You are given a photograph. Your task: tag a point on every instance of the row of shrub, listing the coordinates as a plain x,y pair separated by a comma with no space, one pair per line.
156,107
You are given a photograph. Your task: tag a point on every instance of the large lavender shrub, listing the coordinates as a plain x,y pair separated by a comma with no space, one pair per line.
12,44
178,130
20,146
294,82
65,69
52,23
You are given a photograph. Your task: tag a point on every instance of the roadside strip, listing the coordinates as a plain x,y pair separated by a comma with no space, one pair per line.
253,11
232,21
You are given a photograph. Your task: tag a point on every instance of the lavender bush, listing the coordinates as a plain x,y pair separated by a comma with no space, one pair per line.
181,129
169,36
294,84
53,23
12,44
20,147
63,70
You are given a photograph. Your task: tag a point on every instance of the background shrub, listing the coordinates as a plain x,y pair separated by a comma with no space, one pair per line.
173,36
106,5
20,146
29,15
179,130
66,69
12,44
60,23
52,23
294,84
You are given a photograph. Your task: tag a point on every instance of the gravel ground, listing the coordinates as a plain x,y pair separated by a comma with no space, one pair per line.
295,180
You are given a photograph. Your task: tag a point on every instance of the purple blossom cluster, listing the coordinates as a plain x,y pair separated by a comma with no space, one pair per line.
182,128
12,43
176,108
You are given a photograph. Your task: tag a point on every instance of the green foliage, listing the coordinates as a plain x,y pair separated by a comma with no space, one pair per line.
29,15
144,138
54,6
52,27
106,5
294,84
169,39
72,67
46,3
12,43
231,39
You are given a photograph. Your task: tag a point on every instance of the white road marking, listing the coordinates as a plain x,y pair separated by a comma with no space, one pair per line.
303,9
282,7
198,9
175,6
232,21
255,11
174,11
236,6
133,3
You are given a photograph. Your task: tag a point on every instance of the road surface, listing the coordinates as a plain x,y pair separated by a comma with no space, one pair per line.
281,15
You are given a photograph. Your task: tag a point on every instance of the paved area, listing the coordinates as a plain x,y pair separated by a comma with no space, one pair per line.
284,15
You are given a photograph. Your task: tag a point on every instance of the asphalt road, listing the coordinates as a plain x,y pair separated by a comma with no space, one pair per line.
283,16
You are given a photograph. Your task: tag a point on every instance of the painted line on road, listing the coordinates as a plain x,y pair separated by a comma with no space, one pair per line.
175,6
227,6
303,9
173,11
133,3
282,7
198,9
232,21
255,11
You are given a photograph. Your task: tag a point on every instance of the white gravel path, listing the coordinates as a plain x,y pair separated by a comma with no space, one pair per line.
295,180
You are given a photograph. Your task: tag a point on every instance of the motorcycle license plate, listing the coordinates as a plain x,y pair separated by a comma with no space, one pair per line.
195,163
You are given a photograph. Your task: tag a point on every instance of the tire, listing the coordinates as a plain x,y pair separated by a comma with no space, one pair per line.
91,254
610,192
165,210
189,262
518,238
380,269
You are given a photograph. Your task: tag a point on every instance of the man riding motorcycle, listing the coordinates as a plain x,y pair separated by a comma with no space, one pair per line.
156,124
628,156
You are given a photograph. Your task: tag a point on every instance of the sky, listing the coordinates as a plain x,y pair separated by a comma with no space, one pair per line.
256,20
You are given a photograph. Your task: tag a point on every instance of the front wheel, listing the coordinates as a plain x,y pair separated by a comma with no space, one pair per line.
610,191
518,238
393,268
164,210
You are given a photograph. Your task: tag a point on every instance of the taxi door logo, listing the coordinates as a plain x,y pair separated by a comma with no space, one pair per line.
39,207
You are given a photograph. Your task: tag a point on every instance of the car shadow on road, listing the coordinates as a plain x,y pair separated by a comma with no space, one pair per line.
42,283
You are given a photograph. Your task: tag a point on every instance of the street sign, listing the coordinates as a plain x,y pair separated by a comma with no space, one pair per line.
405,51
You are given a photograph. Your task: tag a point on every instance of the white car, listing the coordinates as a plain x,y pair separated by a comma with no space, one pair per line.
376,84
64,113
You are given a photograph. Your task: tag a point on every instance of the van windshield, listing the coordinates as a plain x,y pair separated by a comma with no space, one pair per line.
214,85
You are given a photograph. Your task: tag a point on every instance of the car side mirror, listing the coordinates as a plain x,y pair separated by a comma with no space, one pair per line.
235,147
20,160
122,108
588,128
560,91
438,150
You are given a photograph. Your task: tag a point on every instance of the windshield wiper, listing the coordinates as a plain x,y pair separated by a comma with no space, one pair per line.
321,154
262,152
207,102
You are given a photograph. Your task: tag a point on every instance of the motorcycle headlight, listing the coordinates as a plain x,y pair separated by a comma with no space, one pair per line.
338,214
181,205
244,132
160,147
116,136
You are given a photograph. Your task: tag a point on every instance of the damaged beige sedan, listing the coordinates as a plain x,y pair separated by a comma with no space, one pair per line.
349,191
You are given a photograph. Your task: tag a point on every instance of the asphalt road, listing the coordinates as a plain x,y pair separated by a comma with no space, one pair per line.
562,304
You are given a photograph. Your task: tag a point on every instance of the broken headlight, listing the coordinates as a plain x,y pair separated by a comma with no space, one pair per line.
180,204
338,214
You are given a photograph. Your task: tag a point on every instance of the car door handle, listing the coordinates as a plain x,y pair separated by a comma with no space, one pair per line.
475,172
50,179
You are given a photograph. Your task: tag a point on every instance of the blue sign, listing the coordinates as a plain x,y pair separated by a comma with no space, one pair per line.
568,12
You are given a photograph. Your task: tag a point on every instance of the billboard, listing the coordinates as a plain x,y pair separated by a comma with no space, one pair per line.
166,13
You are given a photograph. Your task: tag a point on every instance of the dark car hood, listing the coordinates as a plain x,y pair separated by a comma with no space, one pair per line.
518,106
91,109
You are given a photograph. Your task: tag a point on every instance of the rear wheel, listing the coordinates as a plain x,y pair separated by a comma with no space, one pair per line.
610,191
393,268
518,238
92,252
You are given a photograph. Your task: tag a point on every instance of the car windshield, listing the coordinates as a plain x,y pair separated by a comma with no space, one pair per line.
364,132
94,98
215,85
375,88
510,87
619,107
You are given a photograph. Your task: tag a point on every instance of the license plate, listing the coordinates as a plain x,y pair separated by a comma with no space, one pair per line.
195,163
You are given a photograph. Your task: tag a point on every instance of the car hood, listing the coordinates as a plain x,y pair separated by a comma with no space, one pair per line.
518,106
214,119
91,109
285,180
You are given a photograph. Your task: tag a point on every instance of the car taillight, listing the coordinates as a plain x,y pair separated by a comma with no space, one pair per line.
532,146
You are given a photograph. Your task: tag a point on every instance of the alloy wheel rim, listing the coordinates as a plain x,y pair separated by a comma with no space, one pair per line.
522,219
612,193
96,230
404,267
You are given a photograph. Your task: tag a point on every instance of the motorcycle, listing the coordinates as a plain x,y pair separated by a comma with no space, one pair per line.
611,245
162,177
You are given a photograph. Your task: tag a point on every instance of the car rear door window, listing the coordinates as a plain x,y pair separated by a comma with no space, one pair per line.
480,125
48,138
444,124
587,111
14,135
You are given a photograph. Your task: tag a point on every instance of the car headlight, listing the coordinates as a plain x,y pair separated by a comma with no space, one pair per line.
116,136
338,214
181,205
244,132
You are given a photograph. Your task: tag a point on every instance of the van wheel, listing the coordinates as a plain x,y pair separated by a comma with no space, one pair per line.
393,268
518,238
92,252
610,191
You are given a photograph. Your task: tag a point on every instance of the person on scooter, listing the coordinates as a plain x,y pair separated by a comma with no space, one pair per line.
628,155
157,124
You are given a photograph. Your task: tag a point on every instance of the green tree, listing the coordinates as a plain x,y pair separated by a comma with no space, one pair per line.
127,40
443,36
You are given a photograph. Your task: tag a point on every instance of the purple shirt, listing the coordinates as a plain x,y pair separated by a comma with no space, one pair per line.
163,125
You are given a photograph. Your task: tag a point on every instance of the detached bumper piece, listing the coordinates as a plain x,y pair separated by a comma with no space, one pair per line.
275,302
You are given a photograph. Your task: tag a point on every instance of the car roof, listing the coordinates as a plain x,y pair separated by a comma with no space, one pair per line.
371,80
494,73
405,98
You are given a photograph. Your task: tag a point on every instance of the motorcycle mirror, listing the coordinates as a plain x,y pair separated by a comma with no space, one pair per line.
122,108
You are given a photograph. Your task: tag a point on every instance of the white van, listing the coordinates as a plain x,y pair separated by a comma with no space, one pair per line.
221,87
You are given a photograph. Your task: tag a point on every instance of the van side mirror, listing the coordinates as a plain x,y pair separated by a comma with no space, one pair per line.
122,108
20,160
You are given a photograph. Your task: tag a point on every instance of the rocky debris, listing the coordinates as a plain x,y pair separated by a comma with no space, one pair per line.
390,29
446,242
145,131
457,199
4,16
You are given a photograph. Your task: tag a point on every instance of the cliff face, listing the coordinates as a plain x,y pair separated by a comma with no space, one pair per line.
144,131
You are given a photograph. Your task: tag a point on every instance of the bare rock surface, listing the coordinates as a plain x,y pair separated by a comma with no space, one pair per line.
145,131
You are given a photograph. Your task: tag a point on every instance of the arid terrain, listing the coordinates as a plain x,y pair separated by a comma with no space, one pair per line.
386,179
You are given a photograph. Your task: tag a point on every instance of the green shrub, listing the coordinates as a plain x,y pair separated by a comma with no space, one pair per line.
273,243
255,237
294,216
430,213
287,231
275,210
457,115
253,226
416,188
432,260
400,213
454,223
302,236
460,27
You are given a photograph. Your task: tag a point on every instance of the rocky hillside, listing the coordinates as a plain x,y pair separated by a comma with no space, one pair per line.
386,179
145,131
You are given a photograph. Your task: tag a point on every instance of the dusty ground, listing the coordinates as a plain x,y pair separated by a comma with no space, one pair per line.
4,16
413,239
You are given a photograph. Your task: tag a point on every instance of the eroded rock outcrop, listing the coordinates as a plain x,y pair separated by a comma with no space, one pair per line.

—————

• _Given exercise_: Print exactly the lines from the one with "rocky hillside, listing" through the end of the data, inclusive.

• _Completed exercise_:
You are given a photograph. Your task: tag a point on every instance of the rocky hillside, listing the coordinates as a plain x,y pair separated by a comma with no space, one pair per line.
386,179
145,131
You are given a photograph. Your task: tag a point on every instance of the dusty ground, listing the coordinates as a plain x,y pair separated by a comma with no space, one pair per line.
4,16
413,239
You are given a photograph. Your task: tag a point on every instance of the eroded rock outcrop, listing the coordinates as a plain x,y pair separated by a comma with no space, one pair per line.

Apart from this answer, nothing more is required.